======== The data ========

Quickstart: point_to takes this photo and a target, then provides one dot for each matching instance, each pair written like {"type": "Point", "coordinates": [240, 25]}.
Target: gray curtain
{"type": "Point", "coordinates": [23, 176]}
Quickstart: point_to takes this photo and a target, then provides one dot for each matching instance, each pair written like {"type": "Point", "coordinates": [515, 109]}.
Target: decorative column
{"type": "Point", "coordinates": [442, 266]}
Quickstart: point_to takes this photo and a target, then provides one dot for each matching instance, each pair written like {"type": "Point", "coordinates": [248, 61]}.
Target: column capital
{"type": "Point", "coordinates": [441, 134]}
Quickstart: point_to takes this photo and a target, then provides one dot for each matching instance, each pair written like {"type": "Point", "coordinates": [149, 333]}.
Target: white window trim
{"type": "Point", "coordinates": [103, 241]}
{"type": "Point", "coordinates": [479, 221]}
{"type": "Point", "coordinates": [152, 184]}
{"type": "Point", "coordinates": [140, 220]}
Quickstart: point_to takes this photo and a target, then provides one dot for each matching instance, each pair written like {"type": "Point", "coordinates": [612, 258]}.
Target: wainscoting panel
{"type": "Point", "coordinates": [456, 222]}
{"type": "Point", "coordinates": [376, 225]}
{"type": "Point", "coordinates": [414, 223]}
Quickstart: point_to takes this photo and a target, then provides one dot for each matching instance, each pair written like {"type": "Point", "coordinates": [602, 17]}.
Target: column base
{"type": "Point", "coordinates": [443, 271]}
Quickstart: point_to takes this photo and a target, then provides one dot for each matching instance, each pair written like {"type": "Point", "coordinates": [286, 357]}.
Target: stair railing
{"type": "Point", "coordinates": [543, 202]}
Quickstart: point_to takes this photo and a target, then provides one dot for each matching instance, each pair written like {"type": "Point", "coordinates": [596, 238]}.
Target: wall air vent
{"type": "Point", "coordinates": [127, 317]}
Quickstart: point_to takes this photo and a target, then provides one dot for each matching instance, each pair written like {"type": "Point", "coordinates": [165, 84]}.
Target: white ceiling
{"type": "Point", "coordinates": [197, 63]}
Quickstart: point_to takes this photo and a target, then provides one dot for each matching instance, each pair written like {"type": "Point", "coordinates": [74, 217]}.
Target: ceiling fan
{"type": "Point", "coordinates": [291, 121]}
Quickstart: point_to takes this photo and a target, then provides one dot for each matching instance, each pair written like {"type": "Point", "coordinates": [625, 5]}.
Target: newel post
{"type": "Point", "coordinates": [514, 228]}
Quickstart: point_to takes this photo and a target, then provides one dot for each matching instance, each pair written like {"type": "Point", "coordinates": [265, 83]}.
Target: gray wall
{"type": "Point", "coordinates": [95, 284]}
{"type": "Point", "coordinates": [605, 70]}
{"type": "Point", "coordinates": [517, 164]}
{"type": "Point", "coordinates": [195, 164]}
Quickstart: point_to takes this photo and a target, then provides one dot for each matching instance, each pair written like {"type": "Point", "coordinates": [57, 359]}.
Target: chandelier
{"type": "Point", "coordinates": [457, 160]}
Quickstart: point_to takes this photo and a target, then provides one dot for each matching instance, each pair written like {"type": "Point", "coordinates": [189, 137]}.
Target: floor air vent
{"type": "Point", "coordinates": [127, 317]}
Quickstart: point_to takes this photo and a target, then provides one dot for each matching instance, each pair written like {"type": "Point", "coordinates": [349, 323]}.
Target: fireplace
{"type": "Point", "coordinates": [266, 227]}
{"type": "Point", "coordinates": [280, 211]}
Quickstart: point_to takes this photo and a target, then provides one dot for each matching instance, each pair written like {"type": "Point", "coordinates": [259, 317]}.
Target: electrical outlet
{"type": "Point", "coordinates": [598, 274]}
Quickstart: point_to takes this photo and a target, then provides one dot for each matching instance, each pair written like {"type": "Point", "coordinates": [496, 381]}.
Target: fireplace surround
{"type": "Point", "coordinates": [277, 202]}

========

◆ Short exercise: Repeat the entries shown above, every one, word for word.

◆ In response:
Quickstart: point_to takes this photo and a target, then provides one dot for each matching instance, each pair written like {"type": "Point", "coordinates": [240, 25]}.
Target: gray curtain
{"type": "Point", "coordinates": [23, 176]}
Quickstart: point_to takes this photo and a target, then provides one dot for each matching instance, each pair written like {"type": "Point", "coordinates": [515, 109]}.
Target: decorative column
{"type": "Point", "coordinates": [442, 266]}
Quickstart: point_to takes this photo and a target, then provides one dot for each matching instance, each pair written like {"type": "Point", "coordinates": [248, 61]}.
Target: column capital
{"type": "Point", "coordinates": [441, 134]}
Quickstart: point_to takes this photo and a target, then provides one dot for each matching instance, each pair written like {"type": "Point", "coordinates": [149, 333]}.
Target: white window trim
{"type": "Point", "coordinates": [103, 241]}
{"type": "Point", "coordinates": [479, 221]}
{"type": "Point", "coordinates": [152, 184]}
{"type": "Point", "coordinates": [140, 220]}
Quickstart: point_to takes this photo and a target, then provides one dot for each matching instance, each pair written like {"type": "Point", "coordinates": [612, 258]}.
Target: wainscoting panel
{"type": "Point", "coordinates": [456, 222]}
{"type": "Point", "coordinates": [376, 225]}
{"type": "Point", "coordinates": [414, 223]}
Quickstart: point_to takes this photo and a target, then provides one dot for each matching instance, each pair written like {"type": "Point", "coordinates": [602, 17]}.
Target: column base
{"type": "Point", "coordinates": [443, 271]}
Quickstart: point_to takes this photo and a target, then provides one dot for each matching instance, each pair written like {"type": "Point", "coordinates": [286, 357]}.
Target: stair railing
{"type": "Point", "coordinates": [543, 202]}
Quickstart: point_to takes this photo and a target, then provides one dot for each matching instance, each pair written like {"type": "Point", "coordinates": [596, 238]}.
Target: wall air vent
{"type": "Point", "coordinates": [127, 317]}
Quickstart: point_to takes this photo and a target, then provides one dot for each matching instance, each pair written like {"type": "Point", "coordinates": [165, 84]}.
Target: white ceiling
{"type": "Point", "coordinates": [197, 63]}
Quickstart: point_to takes this photo and a target, then provides one dot for each matching instance, each pair written like {"type": "Point", "coordinates": [74, 217]}.
Target: ceiling fan
{"type": "Point", "coordinates": [291, 121]}
Quickstart: point_to takes this photo and a target, then provides one dot for each matching instance, each pair written like {"type": "Point", "coordinates": [625, 5]}.
Target: newel post
{"type": "Point", "coordinates": [514, 228]}
Quickstart: point_to takes this photo and a target, then provides one dot for each matching instance, each pair written like {"type": "Point", "coordinates": [265, 83]}.
Target: gray wall
{"type": "Point", "coordinates": [95, 284]}
{"type": "Point", "coordinates": [605, 70]}
{"type": "Point", "coordinates": [517, 164]}
{"type": "Point", "coordinates": [195, 164]}
Quickstart: point_to takes this photo and a target, then provides one dot for each matching instance, each pair written like {"type": "Point", "coordinates": [57, 359]}.
Target: chandelier
{"type": "Point", "coordinates": [457, 160]}
Quickstart: point_to takes this photo and a target, then provides one dot for each matching instance, each pair written like {"type": "Point", "coordinates": [189, 137]}.
Target: floor air vent
{"type": "Point", "coordinates": [127, 317]}
Quickstart: point_to takes this photo and a target, then provides one dot for each matching instance, each pair written like {"type": "Point", "coordinates": [349, 323]}.
Target: fireplace
{"type": "Point", "coordinates": [266, 227]}
{"type": "Point", "coordinates": [280, 211]}
Quickstart: point_to takes this photo and a target, then provides one dot for each matching instance, each pair written like {"type": "Point", "coordinates": [259, 317]}.
Target: electrical outlet
{"type": "Point", "coordinates": [598, 274]}
Quickstart: point_to takes this photo and a target, then provides one dot for each matching instance, each pair written like {"type": "Point", "coordinates": [496, 381]}.
Target: fireplace surround
{"type": "Point", "coordinates": [277, 202]}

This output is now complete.